Please give back only the lines below from the one containing "pixel 424 125" to the one containing "pixel 365 284", each repeated word for word, both ends included.

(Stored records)
★ ★ ★ ★ ★
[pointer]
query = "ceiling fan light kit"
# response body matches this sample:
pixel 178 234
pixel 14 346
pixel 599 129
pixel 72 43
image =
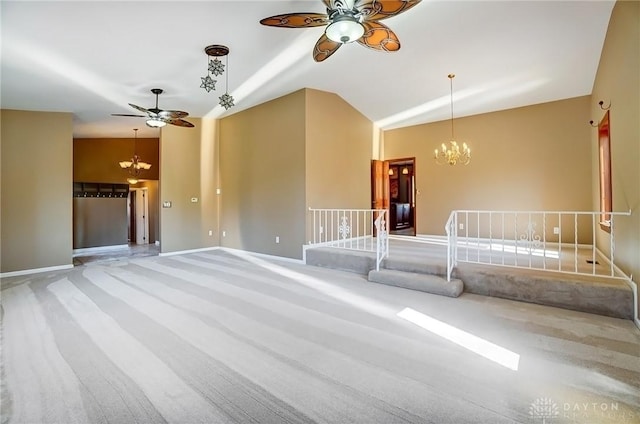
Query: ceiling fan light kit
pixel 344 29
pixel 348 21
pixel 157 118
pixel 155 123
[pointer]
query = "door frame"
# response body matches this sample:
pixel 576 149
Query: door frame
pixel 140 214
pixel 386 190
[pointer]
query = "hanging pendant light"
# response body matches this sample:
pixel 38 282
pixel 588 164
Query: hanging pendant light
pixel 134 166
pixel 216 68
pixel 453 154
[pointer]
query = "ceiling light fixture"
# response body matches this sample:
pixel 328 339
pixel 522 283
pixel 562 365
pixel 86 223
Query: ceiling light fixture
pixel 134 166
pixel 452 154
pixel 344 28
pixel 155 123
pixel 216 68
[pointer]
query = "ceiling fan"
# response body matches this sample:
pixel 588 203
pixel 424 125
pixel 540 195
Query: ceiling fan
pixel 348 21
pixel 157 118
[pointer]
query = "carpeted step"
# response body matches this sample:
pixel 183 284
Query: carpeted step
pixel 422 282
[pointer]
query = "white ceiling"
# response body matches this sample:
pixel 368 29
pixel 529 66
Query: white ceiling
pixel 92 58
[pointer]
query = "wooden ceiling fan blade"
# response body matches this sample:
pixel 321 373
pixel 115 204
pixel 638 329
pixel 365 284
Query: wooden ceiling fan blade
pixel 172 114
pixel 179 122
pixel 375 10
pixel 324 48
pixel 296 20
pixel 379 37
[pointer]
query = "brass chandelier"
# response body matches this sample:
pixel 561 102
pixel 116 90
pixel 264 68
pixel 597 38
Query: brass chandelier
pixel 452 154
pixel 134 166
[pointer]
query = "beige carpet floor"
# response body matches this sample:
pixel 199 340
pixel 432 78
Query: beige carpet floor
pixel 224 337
★ ★ ★ ★ ★
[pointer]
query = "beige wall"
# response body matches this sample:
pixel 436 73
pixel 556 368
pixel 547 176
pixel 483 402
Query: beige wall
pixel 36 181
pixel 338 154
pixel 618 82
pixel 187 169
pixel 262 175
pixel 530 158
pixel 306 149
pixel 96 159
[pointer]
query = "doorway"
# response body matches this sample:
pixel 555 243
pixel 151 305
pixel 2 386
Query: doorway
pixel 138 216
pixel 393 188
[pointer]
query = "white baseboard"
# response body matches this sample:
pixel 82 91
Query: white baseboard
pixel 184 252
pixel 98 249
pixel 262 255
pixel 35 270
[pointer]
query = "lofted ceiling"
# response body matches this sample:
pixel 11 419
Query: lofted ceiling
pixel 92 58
★ ★ ★ ★ ★
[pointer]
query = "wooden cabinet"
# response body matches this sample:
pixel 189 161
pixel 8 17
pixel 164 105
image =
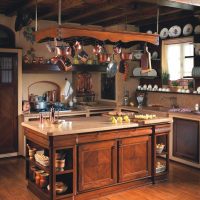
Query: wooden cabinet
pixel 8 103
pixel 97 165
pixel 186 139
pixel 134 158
★ ★ ★ ★ ★
__SOLUTION__:
pixel 424 125
pixel 540 195
Query: ceiling fan
pixel 348 21
pixel 157 118
[pointer]
query = "carpeted step"
# response body matches this sample:
pixel 183 284
Query: carpeted step
pixel 422 282
[pointer]
query = "white ceiling"
# response body matches this sample:
pixel 368 29
pixel 529 66
Query: white ceiling
pixel 92 58
[pointer]
query = "wooden ceiling fan blade"
# response body matches this sample:
pixel 321 373
pixel 115 204
pixel 638 329
pixel 365 284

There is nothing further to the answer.